**Extracted material**
=====

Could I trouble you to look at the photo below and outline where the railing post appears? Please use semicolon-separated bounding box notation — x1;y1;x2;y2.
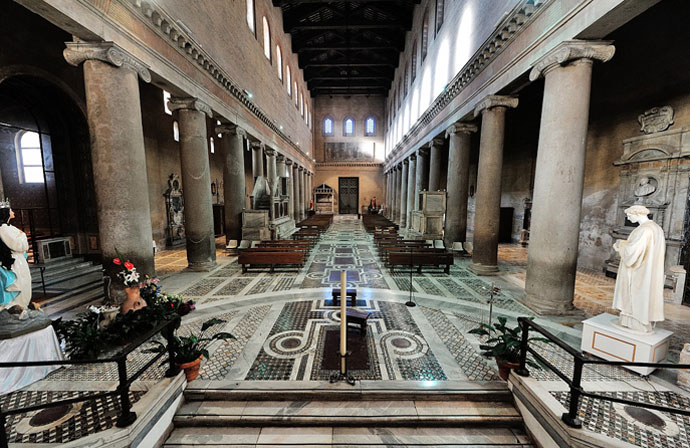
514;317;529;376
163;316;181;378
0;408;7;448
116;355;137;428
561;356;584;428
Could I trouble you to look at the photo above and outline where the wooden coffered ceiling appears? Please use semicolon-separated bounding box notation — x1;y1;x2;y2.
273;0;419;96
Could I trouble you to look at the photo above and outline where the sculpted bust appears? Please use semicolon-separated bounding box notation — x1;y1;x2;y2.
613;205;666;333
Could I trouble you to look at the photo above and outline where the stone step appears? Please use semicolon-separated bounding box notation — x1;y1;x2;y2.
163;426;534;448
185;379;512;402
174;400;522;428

=====

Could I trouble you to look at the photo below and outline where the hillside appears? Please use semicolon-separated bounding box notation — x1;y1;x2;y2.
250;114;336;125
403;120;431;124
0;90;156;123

=====

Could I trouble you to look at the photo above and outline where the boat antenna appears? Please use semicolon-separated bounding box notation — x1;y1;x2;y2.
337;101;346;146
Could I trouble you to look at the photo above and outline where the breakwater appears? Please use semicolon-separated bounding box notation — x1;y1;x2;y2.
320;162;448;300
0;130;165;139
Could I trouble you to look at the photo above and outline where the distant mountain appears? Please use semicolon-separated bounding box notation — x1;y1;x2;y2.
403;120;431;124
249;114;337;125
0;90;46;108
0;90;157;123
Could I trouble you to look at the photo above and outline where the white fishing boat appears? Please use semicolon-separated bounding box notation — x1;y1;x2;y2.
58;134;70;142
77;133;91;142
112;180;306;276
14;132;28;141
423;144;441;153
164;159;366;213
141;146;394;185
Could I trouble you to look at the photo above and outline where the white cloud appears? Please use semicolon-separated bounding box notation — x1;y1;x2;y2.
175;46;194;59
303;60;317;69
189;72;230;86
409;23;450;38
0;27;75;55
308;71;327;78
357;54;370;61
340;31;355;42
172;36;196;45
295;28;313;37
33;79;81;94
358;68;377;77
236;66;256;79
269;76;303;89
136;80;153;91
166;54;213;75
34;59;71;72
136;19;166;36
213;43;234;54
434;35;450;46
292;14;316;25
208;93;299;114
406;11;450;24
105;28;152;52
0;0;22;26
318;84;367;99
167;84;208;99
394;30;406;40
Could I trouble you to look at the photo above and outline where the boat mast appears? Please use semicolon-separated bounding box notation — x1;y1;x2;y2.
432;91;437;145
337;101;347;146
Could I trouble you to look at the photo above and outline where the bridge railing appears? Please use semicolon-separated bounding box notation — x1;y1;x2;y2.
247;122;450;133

=====

**Task prompt**
Copy the lines from the one containing "the white fishing" up to and including the one containing "141;146;394;185", substituting "image" for "photo" and changing nothing else.

**Written response**
Could I trouble you to look at the image above and outline where the white fishing boat appears? Please use semicolon-separated bounding box notation — x1;y1;x2;y2.
58;134;70;142
77;133;91;142
112;180;306;276
14;132;28;141
423;144;441;153
164;159;366;213
141;146;394;185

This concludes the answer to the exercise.